- Information provided -

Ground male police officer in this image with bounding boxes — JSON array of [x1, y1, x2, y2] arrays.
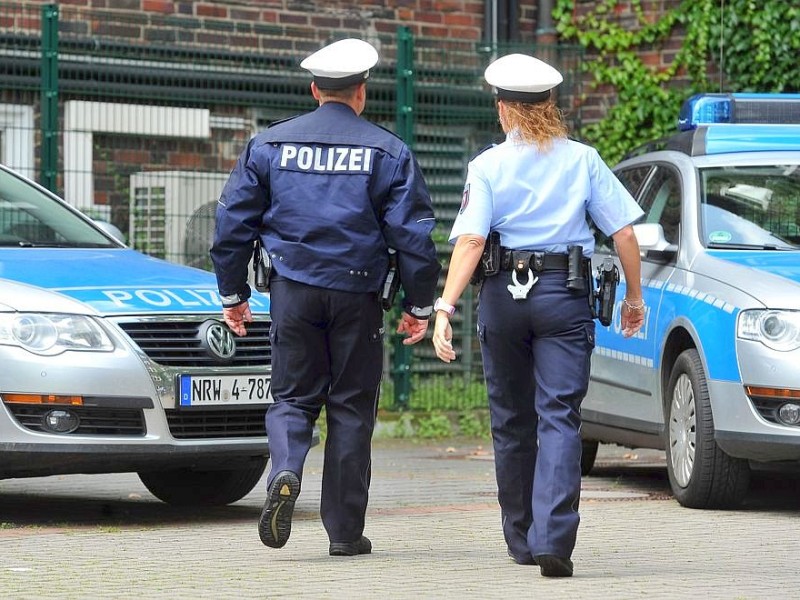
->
[[211, 39, 441, 556]]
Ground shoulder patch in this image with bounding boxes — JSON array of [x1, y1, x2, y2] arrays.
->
[[470, 144, 497, 160]]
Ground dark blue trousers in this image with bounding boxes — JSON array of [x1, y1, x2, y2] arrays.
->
[[478, 271, 595, 559], [266, 277, 383, 542]]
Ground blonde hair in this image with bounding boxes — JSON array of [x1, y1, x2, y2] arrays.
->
[[498, 100, 569, 151]]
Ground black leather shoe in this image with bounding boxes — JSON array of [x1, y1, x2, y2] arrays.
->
[[508, 549, 536, 565], [534, 554, 572, 577], [258, 471, 300, 548], [330, 535, 372, 556]]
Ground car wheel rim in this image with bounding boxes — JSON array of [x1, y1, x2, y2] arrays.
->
[[669, 373, 697, 487]]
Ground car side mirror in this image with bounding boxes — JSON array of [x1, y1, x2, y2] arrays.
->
[[92, 219, 125, 244], [633, 223, 678, 262]]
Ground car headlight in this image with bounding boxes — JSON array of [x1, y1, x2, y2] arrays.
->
[[737, 310, 800, 352], [0, 313, 114, 356]]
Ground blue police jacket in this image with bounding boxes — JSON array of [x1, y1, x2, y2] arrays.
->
[[211, 102, 441, 307]]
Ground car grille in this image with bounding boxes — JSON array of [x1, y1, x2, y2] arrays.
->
[[118, 319, 272, 368], [166, 407, 267, 440], [6, 402, 146, 436]]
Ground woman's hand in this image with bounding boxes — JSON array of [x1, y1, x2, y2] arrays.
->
[[433, 310, 456, 363]]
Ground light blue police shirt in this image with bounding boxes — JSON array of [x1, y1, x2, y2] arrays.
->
[[450, 132, 644, 257]]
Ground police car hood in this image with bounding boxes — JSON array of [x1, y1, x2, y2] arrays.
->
[[0, 248, 269, 315], [692, 250, 800, 309]]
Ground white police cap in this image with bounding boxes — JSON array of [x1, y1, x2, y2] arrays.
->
[[483, 54, 564, 103], [300, 38, 378, 90]]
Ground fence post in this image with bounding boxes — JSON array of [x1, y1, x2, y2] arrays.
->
[[391, 27, 414, 410], [40, 4, 58, 193]]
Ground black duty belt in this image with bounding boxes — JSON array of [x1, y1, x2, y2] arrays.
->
[[500, 248, 569, 272]]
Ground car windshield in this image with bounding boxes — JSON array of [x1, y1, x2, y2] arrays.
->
[[700, 165, 800, 250], [0, 169, 117, 248]]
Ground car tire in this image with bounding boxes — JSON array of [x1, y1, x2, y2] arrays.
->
[[665, 349, 750, 508], [581, 440, 600, 475], [139, 458, 267, 507]]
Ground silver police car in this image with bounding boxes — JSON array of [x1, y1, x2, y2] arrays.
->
[[0, 166, 271, 505], [582, 94, 800, 508]]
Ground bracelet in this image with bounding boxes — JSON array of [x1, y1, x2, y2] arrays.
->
[[433, 298, 456, 316], [622, 298, 644, 310]]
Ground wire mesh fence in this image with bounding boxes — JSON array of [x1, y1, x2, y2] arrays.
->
[[0, 2, 582, 410]]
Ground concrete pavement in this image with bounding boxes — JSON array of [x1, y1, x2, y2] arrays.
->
[[0, 440, 800, 600]]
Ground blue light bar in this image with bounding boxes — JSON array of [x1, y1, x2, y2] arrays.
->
[[678, 93, 800, 131]]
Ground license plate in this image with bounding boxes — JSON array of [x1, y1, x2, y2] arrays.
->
[[178, 375, 273, 406]]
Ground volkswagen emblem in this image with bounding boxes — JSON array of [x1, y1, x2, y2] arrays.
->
[[200, 321, 236, 362]]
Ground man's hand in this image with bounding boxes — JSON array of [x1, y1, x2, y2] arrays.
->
[[621, 300, 645, 337], [433, 311, 456, 363], [222, 300, 253, 336], [397, 312, 428, 346]]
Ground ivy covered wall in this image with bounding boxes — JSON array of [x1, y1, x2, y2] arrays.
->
[[553, 0, 800, 163]]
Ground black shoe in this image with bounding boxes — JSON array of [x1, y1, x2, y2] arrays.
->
[[330, 535, 372, 556], [258, 471, 300, 548], [508, 549, 536, 565], [534, 554, 572, 577]]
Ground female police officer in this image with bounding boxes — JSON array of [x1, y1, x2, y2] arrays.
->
[[433, 54, 644, 577], [211, 39, 441, 556]]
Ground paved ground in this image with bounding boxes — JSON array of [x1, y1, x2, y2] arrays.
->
[[0, 440, 800, 600]]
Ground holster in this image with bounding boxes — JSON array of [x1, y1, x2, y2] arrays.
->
[[469, 231, 500, 285], [253, 239, 272, 292], [594, 256, 619, 327]]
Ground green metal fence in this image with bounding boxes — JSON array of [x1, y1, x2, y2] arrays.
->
[[0, 3, 582, 410]]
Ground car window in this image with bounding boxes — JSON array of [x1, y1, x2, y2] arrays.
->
[[639, 165, 681, 244], [0, 170, 116, 247], [615, 165, 652, 198], [700, 165, 800, 248]]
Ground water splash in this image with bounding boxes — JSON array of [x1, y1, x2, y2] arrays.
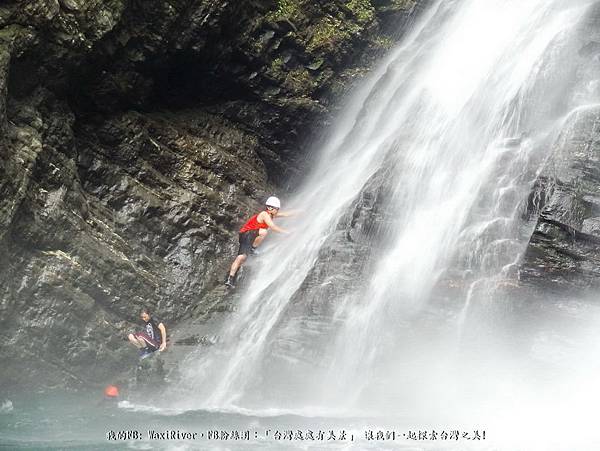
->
[[179, 0, 598, 420]]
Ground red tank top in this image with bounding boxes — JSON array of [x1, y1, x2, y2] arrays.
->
[[240, 212, 269, 233]]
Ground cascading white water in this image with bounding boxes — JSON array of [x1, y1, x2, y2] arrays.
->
[[173, 0, 598, 432]]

- Given problem -
Rewrite all the records above, replacing "in this image" with "in the picture" and leaving everything else unchanged. Omit the pictures.

- Completed exercise -
Ground male police officer in the picture with bounding boxes — JSON array of [x1, y1, x2, y2] arrays.
->
[[211, 39, 441, 556]]
Ground shoulder patch in the picture with bounding boxes — JSON array of [x1, y1, x2, y2] arrays.
->
[[470, 144, 497, 160]]
Ground dark blue trousers in the picture with bounding boxes — JSON array of [x1, y1, x2, y2] arrays.
->
[[478, 271, 595, 559], [266, 277, 383, 542]]
Ground blonde hair in the picture with bounding boxes — JSON array of [x1, y1, x2, y2] arrays.
->
[[498, 100, 569, 151]]
Ground black leather shoe in the picture with bounding boxes — JSON array of [x1, y1, x2, y2] arrays.
->
[[508, 549, 536, 565], [534, 554, 572, 577], [258, 471, 300, 548], [330, 535, 372, 556]]
Ground car wheel rim in the picture with bounding boxes — JSON array of [x1, y1, x2, y2] arrays.
->
[[669, 373, 697, 487]]
Ground car side mirror in the picture with bounding boxes — JSON array of [x1, y1, x2, y2] arrays.
->
[[92, 219, 125, 244], [633, 223, 678, 262]]
Ground car headlight in the picture with bounding boxes — JSON array of [x1, y1, x2, y2] arrays.
->
[[737, 310, 800, 352], [0, 313, 114, 356]]
Ground blue police jacket in the picture with bounding boxes — JSON array of [x1, y1, x2, y2] arrays.
->
[[211, 102, 441, 307]]
Ground car grille in the picture with bounding boxes — JSON array of [x1, y1, x2, y2] arrays.
->
[[118, 319, 272, 368], [166, 407, 267, 440], [6, 402, 146, 436]]
Ground woman's hand in the picture with bounding boxes — JSON array of [x1, y1, x2, y2] arrays.
->
[[433, 310, 456, 363]]
Ground light blue police shirt in the picture with bounding boxes — JSON array of [x1, y1, x2, y2] arrays.
->
[[450, 132, 644, 257]]
Ground police car hood in the picture with bounding boxes — JSON array of [x1, y1, x2, y2] arrays.
->
[[0, 248, 269, 315], [692, 250, 800, 309]]
Ground white police cap in the picture with bounding boxes — JSON array of [x1, y1, x2, y2] arrays.
->
[[483, 54, 564, 103], [300, 38, 378, 90]]
Ground fence post in the picture with bounding boxes — JSON array of [x1, y1, x2, y2] arrays.
->
[[391, 27, 414, 410], [40, 4, 58, 193]]
Ground black duty belt in the picture with bounding boxes — JSON array of [x1, y1, x2, y2] arrays.
->
[[500, 248, 569, 272]]
Ground car windshield in the picture with bounding boxes — JSON array of [x1, y1, x2, y2] arrays.
->
[[700, 165, 800, 250], [0, 169, 117, 248]]
Ground car tire in the picture with bounding boxes — JSON array of [x1, y1, x2, y2] arrays.
->
[[665, 349, 750, 508], [581, 440, 600, 475], [139, 458, 267, 507]]
Ground silver police car in the picture with bounding boxes — JSON array of [x1, y1, x2, y2] arrays.
->
[[0, 166, 271, 505], [582, 94, 800, 508]]
Ground bracelet in the picture with bounding boxes — JSON array of [x1, y1, x2, y2] arrays.
->
[[433, 298, 456, 316], [622, 298, 644, 310]]
Ground wire mesh fence in the picture with bounding boxes — JSON array of [x1, y1, x2, y2] arrays.
->
[[0, 2, 582, 410]]
Ground concrete pavement in the picture with bounding boxes — JSON array of [x1, y1, x2, y2] arrays.
->
[[0, 440, 800, 600]]
Ground blue light bar in the picture with bounding boxes — JSON array of [x1, y1, x2, y2] arrays.
->
[[678, 93, 800, 131]]
Ground license plate in the picture with bounding boxes — JSON array of [x1, y1, x2, y2] arrays.
->
[[178, 375, 273, 406]]
Ground volkswagen emblem in the picture with bounding boxes — JSON array of [x1, y1, x2, y2] arrays.
->
[[200, 321, 236, 362]]
Ground man's hand in the picture with bounding boxes — JSON array of [x1, y1, x2, y2] arrays.
->
[[621, 300, 645, 337], [433, 311, 456, 363], [222, 300, 253, 336], [397, 312, 428, 346]]
Ground ivy covered wall in the picture with bounding boxes — JSON array of [x1, y1, x2, y2] arrays.
->
[[553, 0, 800, 163]]
Ground black shoe in the picture with bounding boxes — JSON array of [x1, y1, x2, y2] arrays.
->
[[330, 535, 372, 556], [258, 471, 300, 548], [508, 549, 536, 565], [534, 554, 572, 577]]
Ground female police officer in the picture with bounding boxes — JSON array of [x1, y1, x2, y2] arrays.
->
[[433, 54, 644, 577], [211, 39, 441, 556]]
Ground paved ground in the picture with bounding boxes — JSON array of [x1, y1, x2, y2] arrays.
->
[[0, 440, 800, 600]]
Ground holster in the picture with bounding boxes — JSON array of [x1, y1, x2, y2] arrays.
->
[[469, 231, 500, 285], [253, 239, 272, 292], [594, 256, 619, 327]]
Ground green metal fence in the picture with bounding boxes — JSON array of [x1, y1, x2, y2] arrays.
->
[[0, 3, 582, 410]]
Ground car window in the picture with bounding boxes — JSON array of [x1, y1, x2, y2] arrays.
->
[[639, 165, 681, 244], [0, 170, 116, 247], [615, 165, 652, 198], [700, 165, 800, 248]]
Ground water splash in the picture with bounding boxes — JSON array of [x1, y1, x2, y2] arrays.
->
[[179, 0, 598, 420]]
Ground red tank top in the picture with bounding boxes — JSON array of [x1, y1, x2, y2] arrays.
->
[[240, 212, 269, 233]]
Ground cascading white water in the picture with bounding boxes — JSON array of [x1, y1, x2, y2] arrays.
->
[[173, 0, 598, 432]]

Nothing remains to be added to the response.